Give the lines of the material as a JSON list of strings, one string per line with blank lines left out, starting at the line that contains "Q: For every instance of the brick chimney" and running through the end of the material, both ends included.

---------------

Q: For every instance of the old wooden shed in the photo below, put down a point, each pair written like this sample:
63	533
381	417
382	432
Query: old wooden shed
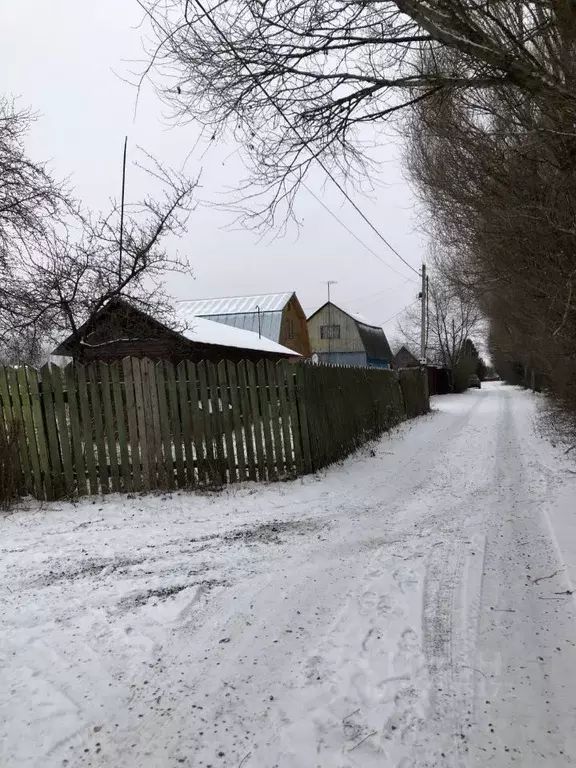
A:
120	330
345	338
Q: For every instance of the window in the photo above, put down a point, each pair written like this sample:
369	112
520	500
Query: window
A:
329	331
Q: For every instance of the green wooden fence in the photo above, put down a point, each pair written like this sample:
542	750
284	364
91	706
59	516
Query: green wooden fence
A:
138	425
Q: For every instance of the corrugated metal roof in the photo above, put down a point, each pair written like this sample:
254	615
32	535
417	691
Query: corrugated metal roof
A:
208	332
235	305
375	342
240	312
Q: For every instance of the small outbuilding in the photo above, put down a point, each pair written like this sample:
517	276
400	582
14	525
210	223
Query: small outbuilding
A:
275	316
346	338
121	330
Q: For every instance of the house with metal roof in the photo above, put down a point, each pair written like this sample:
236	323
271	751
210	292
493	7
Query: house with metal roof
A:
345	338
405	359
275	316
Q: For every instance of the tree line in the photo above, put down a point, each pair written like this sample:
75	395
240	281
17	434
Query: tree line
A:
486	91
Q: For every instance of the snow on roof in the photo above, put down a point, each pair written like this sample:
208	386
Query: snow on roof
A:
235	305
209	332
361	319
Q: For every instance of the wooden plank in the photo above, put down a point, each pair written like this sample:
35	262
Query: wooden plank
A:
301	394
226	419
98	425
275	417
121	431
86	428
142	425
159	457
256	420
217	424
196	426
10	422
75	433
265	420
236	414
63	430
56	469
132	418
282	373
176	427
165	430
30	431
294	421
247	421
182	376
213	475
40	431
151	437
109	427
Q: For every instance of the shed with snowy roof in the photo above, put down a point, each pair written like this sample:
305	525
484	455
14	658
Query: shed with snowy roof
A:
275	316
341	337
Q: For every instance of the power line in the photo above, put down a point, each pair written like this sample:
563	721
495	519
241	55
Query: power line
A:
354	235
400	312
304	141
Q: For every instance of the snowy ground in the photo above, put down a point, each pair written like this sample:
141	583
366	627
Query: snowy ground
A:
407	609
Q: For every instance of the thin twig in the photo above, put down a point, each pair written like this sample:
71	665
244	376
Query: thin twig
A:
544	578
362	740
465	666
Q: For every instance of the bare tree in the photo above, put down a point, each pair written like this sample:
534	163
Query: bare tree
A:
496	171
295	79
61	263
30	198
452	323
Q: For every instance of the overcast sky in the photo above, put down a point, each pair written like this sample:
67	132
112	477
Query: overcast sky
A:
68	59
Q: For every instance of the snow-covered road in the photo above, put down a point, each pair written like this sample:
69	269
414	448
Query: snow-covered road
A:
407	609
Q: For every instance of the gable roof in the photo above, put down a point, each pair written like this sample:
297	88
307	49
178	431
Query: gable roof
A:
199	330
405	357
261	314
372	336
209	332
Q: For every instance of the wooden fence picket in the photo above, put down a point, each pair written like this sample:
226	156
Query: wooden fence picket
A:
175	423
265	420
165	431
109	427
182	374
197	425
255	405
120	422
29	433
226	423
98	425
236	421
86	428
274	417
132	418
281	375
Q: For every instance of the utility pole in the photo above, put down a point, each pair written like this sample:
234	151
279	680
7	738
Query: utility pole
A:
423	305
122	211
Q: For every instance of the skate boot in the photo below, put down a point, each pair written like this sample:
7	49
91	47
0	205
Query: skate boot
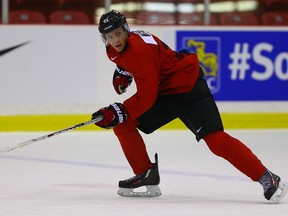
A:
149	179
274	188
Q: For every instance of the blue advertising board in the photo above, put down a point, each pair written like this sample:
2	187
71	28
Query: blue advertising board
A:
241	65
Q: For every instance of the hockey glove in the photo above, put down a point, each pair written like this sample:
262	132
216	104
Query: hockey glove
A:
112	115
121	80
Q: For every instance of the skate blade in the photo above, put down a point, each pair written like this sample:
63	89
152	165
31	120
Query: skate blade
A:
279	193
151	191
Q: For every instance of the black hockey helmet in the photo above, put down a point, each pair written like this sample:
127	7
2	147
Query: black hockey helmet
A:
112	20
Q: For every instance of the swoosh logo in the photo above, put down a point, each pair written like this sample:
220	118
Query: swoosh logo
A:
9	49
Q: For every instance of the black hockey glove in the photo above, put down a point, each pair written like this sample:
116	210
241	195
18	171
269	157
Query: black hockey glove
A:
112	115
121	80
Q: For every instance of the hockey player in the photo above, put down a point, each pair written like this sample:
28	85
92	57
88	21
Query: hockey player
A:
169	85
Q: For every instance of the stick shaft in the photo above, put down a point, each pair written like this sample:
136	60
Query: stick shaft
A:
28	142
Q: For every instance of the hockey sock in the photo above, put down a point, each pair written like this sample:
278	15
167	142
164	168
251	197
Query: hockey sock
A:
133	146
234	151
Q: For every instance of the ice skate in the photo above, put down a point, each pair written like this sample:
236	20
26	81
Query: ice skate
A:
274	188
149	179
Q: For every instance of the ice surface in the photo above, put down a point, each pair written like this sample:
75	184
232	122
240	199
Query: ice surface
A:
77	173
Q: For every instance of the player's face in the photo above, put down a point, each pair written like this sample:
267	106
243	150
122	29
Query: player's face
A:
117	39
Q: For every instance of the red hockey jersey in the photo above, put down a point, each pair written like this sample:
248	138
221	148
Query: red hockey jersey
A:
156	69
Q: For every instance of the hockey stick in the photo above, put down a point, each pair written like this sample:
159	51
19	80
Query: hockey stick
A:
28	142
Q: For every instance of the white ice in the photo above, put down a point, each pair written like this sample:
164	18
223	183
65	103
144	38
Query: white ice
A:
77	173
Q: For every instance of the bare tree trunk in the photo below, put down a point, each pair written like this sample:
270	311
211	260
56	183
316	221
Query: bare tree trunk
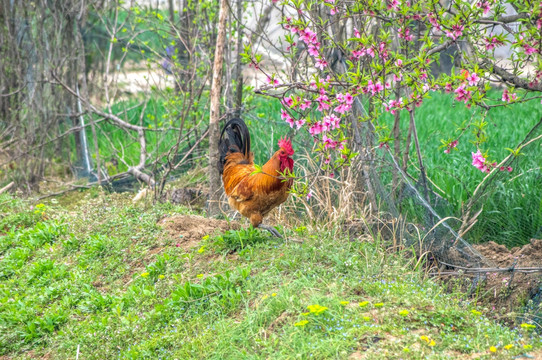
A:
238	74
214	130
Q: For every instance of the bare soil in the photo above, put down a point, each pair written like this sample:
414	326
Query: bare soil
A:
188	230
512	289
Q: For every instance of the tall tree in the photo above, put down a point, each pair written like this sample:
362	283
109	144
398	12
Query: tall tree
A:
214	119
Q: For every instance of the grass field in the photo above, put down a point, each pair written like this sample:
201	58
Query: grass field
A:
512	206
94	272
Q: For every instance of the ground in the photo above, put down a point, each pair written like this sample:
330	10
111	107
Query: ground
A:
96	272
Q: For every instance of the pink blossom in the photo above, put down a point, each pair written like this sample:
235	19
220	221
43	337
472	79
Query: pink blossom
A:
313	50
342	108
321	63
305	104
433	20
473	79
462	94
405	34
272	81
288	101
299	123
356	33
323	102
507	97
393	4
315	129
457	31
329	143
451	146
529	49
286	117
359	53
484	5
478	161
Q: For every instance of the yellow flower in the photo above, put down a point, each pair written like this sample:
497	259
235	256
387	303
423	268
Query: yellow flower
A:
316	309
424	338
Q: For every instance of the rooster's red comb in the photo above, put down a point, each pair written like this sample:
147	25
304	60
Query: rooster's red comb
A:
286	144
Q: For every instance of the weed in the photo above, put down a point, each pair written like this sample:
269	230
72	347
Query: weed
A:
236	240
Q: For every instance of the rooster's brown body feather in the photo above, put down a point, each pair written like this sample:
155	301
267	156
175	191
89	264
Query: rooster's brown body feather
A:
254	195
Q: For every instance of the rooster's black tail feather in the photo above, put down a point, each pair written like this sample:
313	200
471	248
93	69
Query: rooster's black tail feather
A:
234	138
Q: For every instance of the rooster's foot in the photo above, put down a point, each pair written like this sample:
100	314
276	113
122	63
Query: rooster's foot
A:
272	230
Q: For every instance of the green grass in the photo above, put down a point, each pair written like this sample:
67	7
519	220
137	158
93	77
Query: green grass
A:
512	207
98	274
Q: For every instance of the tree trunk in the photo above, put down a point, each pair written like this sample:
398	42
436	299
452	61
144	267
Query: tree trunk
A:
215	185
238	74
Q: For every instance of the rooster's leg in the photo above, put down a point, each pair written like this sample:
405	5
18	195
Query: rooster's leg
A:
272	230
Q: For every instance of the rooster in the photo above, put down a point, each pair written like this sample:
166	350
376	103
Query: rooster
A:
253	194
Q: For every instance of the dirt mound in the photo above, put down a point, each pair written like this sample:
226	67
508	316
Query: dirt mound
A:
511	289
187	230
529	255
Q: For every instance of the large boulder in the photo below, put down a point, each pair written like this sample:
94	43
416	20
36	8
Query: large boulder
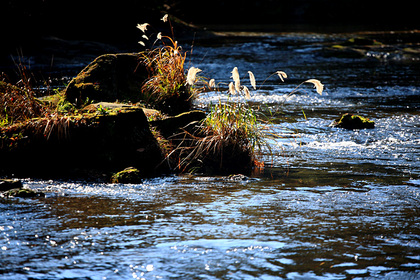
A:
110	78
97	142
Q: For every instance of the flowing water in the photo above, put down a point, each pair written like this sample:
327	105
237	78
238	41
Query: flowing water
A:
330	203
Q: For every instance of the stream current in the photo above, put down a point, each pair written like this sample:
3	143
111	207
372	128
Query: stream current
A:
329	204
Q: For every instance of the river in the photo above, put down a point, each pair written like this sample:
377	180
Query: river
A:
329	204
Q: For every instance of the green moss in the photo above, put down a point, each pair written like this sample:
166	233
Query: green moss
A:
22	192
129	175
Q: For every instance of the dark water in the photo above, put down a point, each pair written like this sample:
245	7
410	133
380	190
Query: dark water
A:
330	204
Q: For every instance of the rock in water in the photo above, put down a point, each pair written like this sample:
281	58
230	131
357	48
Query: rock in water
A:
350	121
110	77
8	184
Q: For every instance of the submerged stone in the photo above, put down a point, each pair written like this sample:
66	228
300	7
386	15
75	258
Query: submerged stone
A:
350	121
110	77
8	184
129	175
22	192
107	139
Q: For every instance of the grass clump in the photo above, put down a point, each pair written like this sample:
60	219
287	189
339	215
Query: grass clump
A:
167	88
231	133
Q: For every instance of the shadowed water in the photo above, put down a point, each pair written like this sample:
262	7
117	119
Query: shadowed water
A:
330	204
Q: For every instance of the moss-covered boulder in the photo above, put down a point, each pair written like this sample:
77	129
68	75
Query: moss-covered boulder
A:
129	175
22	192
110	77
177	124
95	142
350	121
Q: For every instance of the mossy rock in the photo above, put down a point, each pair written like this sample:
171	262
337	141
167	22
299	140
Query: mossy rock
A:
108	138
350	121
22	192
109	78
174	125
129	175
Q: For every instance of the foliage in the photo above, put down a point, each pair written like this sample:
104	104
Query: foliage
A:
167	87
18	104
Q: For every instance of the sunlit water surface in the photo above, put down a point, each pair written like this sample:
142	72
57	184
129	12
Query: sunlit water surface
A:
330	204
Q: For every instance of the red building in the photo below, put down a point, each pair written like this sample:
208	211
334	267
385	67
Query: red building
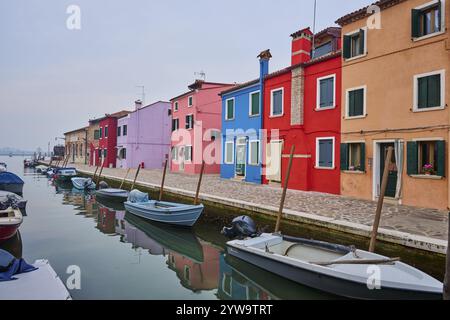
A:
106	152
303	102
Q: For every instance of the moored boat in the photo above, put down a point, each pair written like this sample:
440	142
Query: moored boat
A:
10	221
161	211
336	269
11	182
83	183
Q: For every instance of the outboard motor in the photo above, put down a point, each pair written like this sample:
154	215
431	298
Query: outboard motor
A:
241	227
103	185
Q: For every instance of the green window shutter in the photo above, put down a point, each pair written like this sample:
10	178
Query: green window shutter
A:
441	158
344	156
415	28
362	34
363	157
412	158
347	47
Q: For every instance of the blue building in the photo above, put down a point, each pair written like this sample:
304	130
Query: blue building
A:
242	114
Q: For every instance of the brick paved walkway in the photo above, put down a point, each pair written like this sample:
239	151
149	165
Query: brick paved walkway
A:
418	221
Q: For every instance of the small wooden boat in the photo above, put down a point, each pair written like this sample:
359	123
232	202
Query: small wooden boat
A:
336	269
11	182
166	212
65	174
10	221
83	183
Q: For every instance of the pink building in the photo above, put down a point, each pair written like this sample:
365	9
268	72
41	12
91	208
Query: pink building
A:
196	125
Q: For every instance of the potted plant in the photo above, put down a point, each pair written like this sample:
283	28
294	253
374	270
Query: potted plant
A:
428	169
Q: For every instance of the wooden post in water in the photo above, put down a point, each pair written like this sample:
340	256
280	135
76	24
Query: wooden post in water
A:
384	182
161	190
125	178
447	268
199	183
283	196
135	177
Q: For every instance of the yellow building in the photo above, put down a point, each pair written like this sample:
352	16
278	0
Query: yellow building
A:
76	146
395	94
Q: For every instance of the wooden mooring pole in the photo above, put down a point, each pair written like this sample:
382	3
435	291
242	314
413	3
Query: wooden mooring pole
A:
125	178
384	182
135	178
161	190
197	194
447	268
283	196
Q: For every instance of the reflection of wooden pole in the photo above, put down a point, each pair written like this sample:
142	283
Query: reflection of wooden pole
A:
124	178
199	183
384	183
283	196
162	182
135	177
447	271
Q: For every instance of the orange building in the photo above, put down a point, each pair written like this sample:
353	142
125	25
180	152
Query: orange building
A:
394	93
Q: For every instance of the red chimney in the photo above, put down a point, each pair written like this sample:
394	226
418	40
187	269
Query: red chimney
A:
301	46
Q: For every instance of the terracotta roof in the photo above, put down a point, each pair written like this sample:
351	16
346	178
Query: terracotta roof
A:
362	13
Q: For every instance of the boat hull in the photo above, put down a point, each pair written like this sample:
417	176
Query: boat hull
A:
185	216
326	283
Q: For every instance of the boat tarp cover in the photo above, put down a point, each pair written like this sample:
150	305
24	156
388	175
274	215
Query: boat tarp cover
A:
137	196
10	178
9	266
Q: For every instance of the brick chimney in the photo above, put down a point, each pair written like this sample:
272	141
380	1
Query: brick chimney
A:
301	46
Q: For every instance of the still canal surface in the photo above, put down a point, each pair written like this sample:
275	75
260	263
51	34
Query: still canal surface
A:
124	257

---------------

- _Worked solution_
[
  "Q: For every instance of the brick chimney in the photo above, put down a point, each pair written like this sample:",
  "272\t141",
  "380\t1",
  "Query: brick chimney",
  "A:",
  "301\t46",
  "Q: For every instance of the still canal surface in the photo above, put down a point, each pair written like this sample:",
  "275\t75",
  "260\t263",
  "51\t34",
  "Query: still canal surface",
  "A:",
  "124\t257"
]